What is being asked: Repeat the records exactly. Every line must match.

** Begin Rows **

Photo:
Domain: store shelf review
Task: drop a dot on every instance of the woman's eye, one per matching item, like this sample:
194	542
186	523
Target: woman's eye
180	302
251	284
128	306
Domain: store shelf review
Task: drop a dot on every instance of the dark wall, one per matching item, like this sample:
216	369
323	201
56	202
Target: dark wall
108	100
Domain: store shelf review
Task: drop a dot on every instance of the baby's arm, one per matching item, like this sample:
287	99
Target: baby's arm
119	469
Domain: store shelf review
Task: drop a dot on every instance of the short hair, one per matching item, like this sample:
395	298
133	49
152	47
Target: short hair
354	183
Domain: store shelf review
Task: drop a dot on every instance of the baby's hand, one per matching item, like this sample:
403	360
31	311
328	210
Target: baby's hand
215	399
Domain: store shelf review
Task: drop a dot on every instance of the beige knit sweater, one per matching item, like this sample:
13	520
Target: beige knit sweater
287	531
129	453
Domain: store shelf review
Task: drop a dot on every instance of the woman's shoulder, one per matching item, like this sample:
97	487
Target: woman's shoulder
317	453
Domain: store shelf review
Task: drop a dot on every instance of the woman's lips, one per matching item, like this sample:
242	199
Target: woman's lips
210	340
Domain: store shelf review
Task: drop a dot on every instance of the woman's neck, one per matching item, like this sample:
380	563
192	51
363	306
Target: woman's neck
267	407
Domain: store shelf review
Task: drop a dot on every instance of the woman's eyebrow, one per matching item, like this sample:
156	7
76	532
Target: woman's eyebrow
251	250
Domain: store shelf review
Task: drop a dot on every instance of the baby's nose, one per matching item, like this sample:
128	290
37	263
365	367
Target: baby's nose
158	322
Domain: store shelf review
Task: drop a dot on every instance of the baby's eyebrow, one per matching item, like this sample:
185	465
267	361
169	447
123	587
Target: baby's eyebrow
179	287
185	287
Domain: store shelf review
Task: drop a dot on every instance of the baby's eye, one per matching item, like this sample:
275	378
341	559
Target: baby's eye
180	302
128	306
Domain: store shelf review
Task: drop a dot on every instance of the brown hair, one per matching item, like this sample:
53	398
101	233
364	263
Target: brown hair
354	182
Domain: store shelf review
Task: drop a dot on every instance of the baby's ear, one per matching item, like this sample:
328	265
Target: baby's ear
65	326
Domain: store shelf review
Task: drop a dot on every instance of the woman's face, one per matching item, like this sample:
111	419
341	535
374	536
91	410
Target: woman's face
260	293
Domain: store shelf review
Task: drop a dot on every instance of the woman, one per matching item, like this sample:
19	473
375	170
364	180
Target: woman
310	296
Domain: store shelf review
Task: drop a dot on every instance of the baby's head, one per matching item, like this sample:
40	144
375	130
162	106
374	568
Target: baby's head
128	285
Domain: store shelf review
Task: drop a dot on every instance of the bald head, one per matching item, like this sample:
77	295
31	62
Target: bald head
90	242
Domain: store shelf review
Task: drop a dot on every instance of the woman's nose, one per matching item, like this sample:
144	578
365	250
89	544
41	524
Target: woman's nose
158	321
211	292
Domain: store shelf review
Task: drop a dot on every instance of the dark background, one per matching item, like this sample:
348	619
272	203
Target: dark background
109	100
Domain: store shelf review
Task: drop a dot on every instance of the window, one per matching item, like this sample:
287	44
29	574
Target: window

** End Rows **

Exercise answer:
Photo:
Domain: store shelf review
Task: drop a dot on every instance of the woman's eye, one per matching item, like this sample:
194	542
186	523
Target: woman's eye
180	302
251	284
128	306
Domain: store shelf review
Task: drop a dot on every instance of the dark wall, one per matching item, like this sample:
216	369
323	201
56	202
Target: dark wall
108	100
Domain: store shelf review
Task: drop a dot on every instance of the baby's arm, one per matching item, like this sample:
287	99
Target: baby's arm
119	469
Domain: store shelf review
Task: drop a dot on every instance of the short hair, one per matching item, like this sample:
395	298
133	49
152	47
Target: short hair
354	183
Domain: store shelf review
Task: drop a dot on every instance of the baby's hand, one per matching item, like this sample:
403	360
31	311
328	210
Target: baby's hand
215	399
Domain: store shelf review
Task: drop a dot on every instance of the beige knit sweater, one per matching item, like this sample:
13	520
Target: beige knit sweater
287	531
129	453
Domain: store shelf review
Task: drop a dot on every instance of the woman's shoulder, one per matching item, like this sample:
97	487
Target: woman's shoulder
317	453
Domain: store shelf review
Task: drop a dot on every instance of the woman's lips, one per matching item, like this sample:
242	199
Target: woman's lips
210	340
Domain: store shelf review
Task: drop a dot on every instance of the woman's neck, one per matching item, like this sample:
380	563
192	51
363	306
Target: woman's neck
267	407
Domain: store shelf review
Task: drop a dot on every instance of the woman's eyebrow, one per matching item, like this sample:
156	7
76	532
Target: woman's eyebrow
251	250
Domain: store shelf review
Task: drop a dot on every instance of the baby's nose, one per matching item, like this sample:
128	290
37	263
365	367
Target: baby's nose
158	322
Domain: store shelf review
Task: drop a dot on every instance of the baby's eyebrow, one per matching item, like this sample:
185	465
267	361
169	447
123	587
Target: baby's eyebrow
179	287
185	287
Domain: store shelf review
Task: drop a dot on every instance of the baby's eye, one per matching item, like this sample:
275	378
341	559
Target: baby's eye
180	302
128	306
Domain: store shelf review
Task: drop a dot on every instance of the brown hair, one per matching item, like this sample:
53	398
101	233
364	263
Target: brown hair
354	182
Domain: store shelf review
Task: drop a dot on every instance of the baby's ear, one per matching item, like this sample:
328	265
Target: baby's ear
65	326
Domain: store shelf review
Task: drop a dot on every instance of the woman's face, one per matching item, like this sample:
111	419
341	535
374	536
91	410
Target: woman's face
260	293
Domain: store shelf review
Task: drop a dot on every instance of the woman, one per matching item, like this sample:
19	473
375	170
364	180
Target: woman
310	296
Domain: store shelf review
Task: drop a dot on every instance of the baby's head, one per matching item, like this sample:
40	144
375	130
162	106
374	568
Target: baby's head
128	285
Domain: store shelf review
Task: drop a dot on every instance of the bald head, one per matching item, like this sample:
77	295
31	62
Target: bald head
90	242
Domain: store shelf review
Task: drop a dot on every instance of the woman's nose, one per matching item, like this sample:
144	578
365	250
89	544
41	524
Target: woman's nose
158	321
211	292
Domain: store shelf review
Task: drop a dot on every instance of the dark background, one per matching item, like this sample:
348	619
272	203
Target: dark background
109	100
Domain: store shelf review
Task: drop a dot on every instance of the window, one per matching item, like this sample:
287	44
29	574
Target: window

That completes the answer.